* [TEXT EXTRACT]
McCall is a lakeside resort community that’s a 100-mile drive past slopes of snow-edged pines along the Payette River north of Boise. The city’s 10-day winter revel, held January 28 through February 6 this year, is a call to both visitors and locals to get out and enjoy the cold, with dogsledding demonstrations, snowshoe golf, parades, a hairy-leg contest, dances, ice-skating, hockey, and the Idaho Snow Sculpting Championship. Locals and professionals compete in the two-round competition, which climaxes with a 24-hour sculpt-off.
But whether or not the weather holds for the festival, the stars have aligned to provide central Idaho visitors with expanded winter recreation options. The big news is the opening of Tamarack Resort (2099 W. Mountain Rd., Donnelly; www.tamarackidaho.com or 208/325-1000), about 18 miles southwest of McCall. In December, Tamarack fired up its five new lifts ($55 per day) after a soft opening last season for snowshoeing and nordic skiing ($10 per day).
The massive resort, which will have cost about $1.5 billion when fully complete, currently includes 25 downhill runs that drop a total of 2,800 feet, 20 miles of nordic trails, 6 miles of snowshoe trails (including a section open to dogs), a ski school, and six restaurants. Lodging is available in 62 rental houses (from $350 per night); a hotel is scheduled to open at the end of the year. Planners hope to draw as many as 70,000 skiers a season to the icy shores of Lake Cascade.
“The skiing here is phenomenal. It’s going to be huge this winter,” says Steve Fredriksen, a Boise insurance broker and avid skier who owns a vacation home nearby. “The runs have a lot of variety ― there’s some technical and some powder up top. And the hike and ski opportunities are some of the best anywhere in the state.”
Tamarack adds to the area’s existing ski and snowshoe options. Operating for 44 years, Brundage Mountain Resort ($37 per day; www.brundage.com or 208/634-4151) is the largest, with 43 lift-served trails 8 miles north of McCall. Closer to town, the Little Ski Hill (nordic $6 per day, alpine $8 per day; 3635 State 55; 208/634-5691) is a good bet for families. In town, alongside Payette Lake, 1,000-acre Ponderosa State Park ($2 trail fee, $4 per vehicle to park; Miles Standish Rd. off E. Lake Dr., McCall; www.parksandrecreation.idaho.gov/parks or 208/634-2164) has nordic and snowshoe trails.

* [DIRECTIVES]
A - From the article on winter in McCall, Idaho, return word for word the stretch that begins at the words "Tamarack adds to" and stops after "and snowshoe trails.".
B - Take the article on winter in McCall, Idaho further, picking up right after its final sentence.

* [SUPPLIED ENTRIES]
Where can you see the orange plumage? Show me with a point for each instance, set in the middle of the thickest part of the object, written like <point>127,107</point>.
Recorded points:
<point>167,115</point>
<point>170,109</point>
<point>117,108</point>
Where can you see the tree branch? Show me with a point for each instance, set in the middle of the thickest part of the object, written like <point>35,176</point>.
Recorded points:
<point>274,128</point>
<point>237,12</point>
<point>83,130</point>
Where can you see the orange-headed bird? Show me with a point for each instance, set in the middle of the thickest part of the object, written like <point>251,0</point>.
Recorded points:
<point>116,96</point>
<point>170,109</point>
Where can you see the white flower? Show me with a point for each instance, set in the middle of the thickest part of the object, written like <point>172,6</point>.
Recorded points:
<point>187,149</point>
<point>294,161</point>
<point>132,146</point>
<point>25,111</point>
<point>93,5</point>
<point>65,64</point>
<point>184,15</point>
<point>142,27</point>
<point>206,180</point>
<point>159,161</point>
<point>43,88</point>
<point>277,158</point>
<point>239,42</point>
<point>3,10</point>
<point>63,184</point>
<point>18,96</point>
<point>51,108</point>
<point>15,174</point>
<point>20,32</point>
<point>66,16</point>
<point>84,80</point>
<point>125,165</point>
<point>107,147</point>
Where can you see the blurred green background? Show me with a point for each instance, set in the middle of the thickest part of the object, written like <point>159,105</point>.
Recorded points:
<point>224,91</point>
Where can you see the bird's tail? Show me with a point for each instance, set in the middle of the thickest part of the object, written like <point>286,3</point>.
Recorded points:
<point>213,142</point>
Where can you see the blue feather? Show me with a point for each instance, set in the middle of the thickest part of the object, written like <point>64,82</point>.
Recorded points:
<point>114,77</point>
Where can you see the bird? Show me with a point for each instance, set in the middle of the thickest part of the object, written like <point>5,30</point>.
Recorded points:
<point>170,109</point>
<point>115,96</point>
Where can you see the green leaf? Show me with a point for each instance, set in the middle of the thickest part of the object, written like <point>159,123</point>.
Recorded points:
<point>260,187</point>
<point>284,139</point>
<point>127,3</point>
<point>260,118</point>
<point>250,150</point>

---

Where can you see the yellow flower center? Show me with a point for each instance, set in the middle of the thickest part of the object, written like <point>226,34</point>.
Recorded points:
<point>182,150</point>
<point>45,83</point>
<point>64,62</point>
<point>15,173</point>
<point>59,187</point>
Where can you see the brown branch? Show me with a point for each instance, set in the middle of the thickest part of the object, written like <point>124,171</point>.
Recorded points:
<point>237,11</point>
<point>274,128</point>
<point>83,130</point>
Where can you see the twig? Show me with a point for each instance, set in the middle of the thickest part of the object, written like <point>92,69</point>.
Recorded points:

* [TASK RESULTS]
A -
Tamarack adds to the area’s existing ski and snowshoe options. Operating for 44 years, Brundage Mountain Resort ($37 per day; www.brundage.com or 208/634-4151) is the largest, with 43 lift-served trails 8 miles north of McCall. Closer to town, the Little Ski Hill (nordic $6 per day, alpine $8 per day; 3635 State 55; 208/634-5691) is a good bet for families. In town, alongside Payette Lake, 1,000-acre Ponderosa State Park ($2 trail fee, $4 per vehicle to park; Miles Standish Rd. off E. Lake Dr., McCall; www.parksandrecreation.idaho.gov/parks or 208/634-2164) has nordic and snowshoe trails.

B -
Opened in 2003, and also near Payette Lake, the Manchester Ice & Event Centre (from $5.50; 200 E. Lake St., McCall; 208/634-3570) is an indoor rink that offers hockey and ice-skating. McCall makes a convenient base, and downtown’s Hotel McCall continues to provide a classy place to spend the night. But with tourism numbers expected to increase, area lodging choices are expanding as well. There are the rental houses at Tamarack Resort, of course. Plus, in the nearby town of Cascade, the Ashley Inn opened in late 2003 with more than five dozen rooms ― all with fireplaces. Just the thing to get you through those cold nights.
For information contact the McCall Area Chamber of Commerce ( www.mccall-idchamber.org or 800/260-5130).
The Ashley Inn. The hotel, in Cascade’s small downtown, has 67 large rooms. From $125. 500 N. Main St., Cascade; www.theashleyinn.com or 866/382-5621.
Hotel McCall. The 101-year-old hotel is in the heart of McCall’s downtown, at the edge of Payette Lake. It has 34 rooms, some with views, and a stately lobby. From $60 with a shared bath, $93 with a private bath. 1101 N. Third St.; 208/634-8105.
Bistro 45 Wine Bar & Cafe. Light meals and a nice wine selection. $. 1101 N. Third (across the courtyard from Hotel McCall); 208/634-4515.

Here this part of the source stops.